Also in the LA Weekly, Ella Taylor profiles Anthony Mackie, Paul Malcolm reviews Murnau's Phantom and Foundas appreciates Mutual Appreciation and talks with Andrew Bujalski.
Which leads us to Armond White's opener this week: "Two movies couldn't be more alike than Preston A Whitmore II's Crossover and Andrew Bujalski's Mutual Appreciation.... Guess which one received virtually unanimous cultural cachet.... Let's hope the two directors' different racial identities are not the issue and realize this media acclaim merely - confoundingly - signifies class approval." Next page: "No one involved with This Film Is Not Yet Rated thinks intelligently."
Elsewhere in the New York Press, Eric Kohn finds in Red Doors "the sort of balanced sentimentalism the world wanted so badly from Little Miss Sunshine" (related: indieWIRE's interview with Doors director Georgia Lee) and Jennifer Merin talks with Sherrybaby director Laurie Collyer and takes a quick look at Looking for Kitty.
"If you want to put a name to the 'demons' [Jon] Krampner constantly refers to, why not call a spade a spade and say that [Kim] Stanley's chief demon was named Lee Strasberg?" asks Dan Callahan in a very review of Female Brando at the House Next Door.
In Vue Weekly, Josef Braun offers a brief history of sex in the movies and Susan King offers a quick guide to Claude Chabrol in the Los Angeles Times.

_AIM OF THE EXERCISE:_ Please answer from the film press roundup: who talks with Andrew Bujalski?

_EXTRACTED ENTRIES:_
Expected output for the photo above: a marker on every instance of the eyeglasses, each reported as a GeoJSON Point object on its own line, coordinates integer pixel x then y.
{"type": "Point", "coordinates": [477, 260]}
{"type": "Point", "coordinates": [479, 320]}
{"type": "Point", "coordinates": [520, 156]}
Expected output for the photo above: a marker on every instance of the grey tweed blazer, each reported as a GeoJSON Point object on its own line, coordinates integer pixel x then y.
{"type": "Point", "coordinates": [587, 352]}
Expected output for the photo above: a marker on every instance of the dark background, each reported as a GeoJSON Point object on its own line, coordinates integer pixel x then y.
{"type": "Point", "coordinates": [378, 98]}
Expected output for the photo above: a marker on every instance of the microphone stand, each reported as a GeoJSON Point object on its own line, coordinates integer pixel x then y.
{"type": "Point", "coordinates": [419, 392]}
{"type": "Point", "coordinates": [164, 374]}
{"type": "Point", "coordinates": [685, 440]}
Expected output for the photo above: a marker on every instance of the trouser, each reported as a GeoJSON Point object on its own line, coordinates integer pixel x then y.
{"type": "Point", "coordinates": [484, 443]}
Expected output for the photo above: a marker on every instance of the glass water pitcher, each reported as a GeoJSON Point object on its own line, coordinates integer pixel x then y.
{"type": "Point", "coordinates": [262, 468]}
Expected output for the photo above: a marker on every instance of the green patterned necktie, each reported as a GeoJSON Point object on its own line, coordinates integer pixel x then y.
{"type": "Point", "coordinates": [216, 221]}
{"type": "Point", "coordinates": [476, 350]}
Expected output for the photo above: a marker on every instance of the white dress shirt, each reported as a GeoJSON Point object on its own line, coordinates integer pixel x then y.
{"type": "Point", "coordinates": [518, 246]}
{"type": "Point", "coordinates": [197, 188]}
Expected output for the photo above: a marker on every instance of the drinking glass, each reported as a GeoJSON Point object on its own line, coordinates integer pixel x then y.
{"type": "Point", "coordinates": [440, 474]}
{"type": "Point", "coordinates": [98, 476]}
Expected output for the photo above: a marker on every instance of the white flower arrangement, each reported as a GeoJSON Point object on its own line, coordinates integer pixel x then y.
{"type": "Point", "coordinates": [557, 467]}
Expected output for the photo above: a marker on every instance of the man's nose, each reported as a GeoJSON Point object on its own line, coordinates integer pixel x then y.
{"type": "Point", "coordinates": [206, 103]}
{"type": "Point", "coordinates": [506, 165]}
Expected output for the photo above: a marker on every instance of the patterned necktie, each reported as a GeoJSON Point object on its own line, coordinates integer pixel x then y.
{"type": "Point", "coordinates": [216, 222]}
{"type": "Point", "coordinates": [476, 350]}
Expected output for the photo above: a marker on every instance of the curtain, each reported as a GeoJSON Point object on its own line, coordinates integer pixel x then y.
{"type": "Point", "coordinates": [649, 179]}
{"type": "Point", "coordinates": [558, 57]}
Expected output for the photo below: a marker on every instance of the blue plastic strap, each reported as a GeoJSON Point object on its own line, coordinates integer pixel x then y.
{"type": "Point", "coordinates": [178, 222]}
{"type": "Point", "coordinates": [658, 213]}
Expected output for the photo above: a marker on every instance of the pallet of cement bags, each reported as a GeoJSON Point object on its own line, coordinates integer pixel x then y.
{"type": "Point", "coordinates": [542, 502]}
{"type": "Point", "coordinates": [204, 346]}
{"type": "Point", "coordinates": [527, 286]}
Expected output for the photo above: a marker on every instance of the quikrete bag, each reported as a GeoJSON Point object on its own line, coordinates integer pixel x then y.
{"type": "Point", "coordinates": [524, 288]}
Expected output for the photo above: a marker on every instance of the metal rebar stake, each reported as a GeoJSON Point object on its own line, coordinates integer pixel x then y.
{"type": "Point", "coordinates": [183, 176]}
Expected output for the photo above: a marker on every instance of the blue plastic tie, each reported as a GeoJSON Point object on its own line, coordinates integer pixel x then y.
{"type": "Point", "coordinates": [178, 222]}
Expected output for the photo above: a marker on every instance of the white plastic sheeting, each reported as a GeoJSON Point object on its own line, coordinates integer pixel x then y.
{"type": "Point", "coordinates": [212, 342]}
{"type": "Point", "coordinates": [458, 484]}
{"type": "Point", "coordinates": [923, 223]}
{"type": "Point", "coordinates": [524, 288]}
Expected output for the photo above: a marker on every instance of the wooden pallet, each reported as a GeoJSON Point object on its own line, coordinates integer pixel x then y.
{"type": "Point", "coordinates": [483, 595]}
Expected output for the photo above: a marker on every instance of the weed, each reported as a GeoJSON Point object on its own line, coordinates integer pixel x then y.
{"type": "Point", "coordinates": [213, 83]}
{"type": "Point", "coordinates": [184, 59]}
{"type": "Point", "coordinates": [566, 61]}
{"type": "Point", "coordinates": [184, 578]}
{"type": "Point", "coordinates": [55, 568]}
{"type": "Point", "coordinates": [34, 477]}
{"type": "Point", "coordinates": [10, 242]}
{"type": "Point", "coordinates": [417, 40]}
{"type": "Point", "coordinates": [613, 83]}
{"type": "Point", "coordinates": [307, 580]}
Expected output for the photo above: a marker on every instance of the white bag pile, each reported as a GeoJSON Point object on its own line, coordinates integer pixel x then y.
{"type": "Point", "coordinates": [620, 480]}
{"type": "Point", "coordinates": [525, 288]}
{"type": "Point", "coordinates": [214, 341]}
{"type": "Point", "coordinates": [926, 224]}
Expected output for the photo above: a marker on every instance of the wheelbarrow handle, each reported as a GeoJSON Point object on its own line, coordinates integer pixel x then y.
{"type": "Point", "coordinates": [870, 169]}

_WRITTEN SOLUTION:_ Foundas, in the LA Weekly.